WHAT IS BEING ASKED: Render the lines of the data below as a numbered list, from the line containing "Can you locate the white car" through the end of the data, inclusive, leaving out any blank lines.

Location identification data

>> Start

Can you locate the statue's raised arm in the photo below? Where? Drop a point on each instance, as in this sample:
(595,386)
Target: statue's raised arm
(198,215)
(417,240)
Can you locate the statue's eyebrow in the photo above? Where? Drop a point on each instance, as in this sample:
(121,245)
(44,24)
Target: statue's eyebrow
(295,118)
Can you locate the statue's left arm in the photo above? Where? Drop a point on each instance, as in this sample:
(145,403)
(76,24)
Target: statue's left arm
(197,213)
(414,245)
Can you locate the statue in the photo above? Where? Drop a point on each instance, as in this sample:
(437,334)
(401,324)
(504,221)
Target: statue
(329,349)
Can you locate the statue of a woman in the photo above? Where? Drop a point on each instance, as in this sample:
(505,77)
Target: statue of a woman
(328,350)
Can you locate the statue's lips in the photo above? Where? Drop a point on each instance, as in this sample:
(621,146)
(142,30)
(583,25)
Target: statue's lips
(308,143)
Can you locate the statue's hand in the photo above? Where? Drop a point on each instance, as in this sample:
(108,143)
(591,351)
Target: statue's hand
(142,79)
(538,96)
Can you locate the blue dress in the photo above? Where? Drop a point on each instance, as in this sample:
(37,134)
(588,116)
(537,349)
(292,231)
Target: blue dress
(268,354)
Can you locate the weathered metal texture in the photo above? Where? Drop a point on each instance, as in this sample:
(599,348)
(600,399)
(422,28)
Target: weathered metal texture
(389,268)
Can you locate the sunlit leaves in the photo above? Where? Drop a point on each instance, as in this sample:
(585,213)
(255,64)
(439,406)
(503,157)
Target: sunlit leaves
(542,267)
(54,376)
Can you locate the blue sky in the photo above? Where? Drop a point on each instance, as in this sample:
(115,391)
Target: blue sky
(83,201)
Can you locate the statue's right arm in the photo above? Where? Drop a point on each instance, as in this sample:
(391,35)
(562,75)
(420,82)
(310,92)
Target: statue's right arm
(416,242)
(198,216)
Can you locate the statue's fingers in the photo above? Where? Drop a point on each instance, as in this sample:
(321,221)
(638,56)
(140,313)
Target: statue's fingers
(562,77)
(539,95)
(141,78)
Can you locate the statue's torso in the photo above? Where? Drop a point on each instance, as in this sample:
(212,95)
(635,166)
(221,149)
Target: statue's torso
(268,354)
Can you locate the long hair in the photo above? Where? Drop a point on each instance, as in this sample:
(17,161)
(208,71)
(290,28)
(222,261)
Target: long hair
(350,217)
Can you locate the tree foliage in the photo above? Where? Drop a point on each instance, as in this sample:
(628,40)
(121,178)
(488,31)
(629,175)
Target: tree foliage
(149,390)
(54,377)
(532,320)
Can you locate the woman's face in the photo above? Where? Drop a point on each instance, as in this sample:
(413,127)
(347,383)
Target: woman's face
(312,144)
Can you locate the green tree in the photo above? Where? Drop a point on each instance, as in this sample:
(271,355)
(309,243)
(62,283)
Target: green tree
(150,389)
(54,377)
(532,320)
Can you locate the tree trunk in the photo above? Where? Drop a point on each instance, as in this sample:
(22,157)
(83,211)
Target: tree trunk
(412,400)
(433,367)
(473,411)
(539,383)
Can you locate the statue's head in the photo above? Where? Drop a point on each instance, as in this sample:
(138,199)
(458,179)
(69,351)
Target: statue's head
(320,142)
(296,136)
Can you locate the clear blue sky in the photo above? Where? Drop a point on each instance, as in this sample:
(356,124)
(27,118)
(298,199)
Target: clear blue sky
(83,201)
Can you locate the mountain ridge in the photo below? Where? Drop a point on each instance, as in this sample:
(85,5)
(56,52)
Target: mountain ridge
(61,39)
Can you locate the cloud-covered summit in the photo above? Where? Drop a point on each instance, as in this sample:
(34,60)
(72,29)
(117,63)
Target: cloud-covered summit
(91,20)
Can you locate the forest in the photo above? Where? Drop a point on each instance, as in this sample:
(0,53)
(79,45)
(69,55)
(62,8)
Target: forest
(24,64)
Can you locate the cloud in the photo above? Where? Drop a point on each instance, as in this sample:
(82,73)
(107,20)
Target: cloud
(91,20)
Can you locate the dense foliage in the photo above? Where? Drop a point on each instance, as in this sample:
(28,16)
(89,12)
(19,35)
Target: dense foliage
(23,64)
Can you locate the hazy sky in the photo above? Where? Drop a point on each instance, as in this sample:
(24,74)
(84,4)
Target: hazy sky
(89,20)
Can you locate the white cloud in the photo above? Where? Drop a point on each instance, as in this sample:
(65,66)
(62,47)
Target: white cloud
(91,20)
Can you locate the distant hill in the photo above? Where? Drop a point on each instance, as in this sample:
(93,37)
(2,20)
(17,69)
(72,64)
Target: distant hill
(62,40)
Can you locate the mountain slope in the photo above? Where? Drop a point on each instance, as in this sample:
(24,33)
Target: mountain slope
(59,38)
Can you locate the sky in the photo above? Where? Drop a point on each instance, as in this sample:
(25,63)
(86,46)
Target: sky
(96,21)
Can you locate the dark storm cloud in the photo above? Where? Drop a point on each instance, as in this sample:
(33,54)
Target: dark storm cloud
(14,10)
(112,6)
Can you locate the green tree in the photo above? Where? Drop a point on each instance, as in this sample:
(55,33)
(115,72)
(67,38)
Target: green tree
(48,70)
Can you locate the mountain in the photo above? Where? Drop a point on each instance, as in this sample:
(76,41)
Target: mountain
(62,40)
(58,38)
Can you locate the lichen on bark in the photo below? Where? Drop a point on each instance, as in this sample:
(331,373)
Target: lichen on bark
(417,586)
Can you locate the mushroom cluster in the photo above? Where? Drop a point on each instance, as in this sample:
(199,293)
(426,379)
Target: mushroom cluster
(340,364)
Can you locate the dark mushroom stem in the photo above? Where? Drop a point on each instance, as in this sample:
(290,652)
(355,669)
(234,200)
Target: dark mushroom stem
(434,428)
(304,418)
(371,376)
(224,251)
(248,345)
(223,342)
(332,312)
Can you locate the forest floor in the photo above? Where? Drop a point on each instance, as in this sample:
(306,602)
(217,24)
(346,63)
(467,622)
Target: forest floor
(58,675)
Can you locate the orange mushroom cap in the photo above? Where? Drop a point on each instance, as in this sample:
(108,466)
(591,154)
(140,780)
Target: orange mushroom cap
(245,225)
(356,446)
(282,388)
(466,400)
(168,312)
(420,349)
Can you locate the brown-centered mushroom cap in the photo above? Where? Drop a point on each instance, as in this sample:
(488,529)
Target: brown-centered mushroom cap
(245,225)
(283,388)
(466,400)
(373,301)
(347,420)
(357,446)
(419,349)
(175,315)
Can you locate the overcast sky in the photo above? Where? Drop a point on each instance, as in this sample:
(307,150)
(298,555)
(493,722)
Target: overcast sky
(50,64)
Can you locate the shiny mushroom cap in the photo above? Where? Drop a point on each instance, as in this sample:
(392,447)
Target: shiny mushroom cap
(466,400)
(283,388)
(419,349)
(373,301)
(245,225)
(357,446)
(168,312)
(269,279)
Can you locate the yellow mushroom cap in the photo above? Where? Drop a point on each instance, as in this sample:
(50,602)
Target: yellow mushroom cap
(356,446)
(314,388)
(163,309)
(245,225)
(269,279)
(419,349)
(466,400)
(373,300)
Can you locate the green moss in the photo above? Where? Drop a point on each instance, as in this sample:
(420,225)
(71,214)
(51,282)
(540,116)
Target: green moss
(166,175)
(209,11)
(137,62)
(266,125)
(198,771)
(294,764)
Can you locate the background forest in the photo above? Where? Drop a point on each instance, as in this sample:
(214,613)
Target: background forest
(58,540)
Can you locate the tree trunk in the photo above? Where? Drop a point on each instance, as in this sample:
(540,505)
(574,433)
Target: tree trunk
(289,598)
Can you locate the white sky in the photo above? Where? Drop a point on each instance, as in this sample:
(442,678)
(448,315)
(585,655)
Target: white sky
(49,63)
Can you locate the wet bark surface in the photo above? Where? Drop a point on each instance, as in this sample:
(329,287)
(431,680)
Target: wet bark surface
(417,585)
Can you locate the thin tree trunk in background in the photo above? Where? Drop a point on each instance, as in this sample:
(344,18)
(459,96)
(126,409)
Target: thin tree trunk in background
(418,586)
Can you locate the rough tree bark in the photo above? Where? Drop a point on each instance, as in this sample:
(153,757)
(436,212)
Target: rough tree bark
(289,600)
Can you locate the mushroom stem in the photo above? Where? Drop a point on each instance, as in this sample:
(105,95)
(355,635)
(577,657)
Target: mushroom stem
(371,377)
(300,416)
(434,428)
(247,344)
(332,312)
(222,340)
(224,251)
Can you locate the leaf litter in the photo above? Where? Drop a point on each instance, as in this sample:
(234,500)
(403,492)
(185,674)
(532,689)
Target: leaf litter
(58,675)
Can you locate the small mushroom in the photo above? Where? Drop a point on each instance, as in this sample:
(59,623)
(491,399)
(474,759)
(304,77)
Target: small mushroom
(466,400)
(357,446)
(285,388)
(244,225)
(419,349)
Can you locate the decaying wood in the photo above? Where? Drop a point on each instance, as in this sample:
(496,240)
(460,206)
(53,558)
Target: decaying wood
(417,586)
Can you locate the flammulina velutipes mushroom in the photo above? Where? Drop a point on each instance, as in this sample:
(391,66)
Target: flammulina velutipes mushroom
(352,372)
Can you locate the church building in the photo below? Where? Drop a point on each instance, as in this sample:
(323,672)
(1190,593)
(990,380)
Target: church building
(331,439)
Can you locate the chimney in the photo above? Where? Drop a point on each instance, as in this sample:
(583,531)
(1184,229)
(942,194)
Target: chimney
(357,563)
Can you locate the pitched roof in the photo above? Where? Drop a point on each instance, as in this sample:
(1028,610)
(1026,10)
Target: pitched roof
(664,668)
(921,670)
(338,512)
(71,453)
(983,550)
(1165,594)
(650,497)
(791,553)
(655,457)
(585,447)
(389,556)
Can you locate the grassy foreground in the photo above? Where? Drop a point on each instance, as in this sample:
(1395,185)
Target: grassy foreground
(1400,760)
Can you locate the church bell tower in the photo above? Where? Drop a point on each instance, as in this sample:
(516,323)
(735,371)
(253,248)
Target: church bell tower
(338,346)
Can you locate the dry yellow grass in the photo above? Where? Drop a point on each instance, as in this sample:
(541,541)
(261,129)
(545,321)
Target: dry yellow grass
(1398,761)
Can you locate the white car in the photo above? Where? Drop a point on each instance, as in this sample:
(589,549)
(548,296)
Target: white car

>> End

FINISHED ANSWER:
1. Can you locate the white car in the photo above? Where? Drop a point on each instance, as in this sample:
2. (589,549)
3. (548,296)
4. Target: white car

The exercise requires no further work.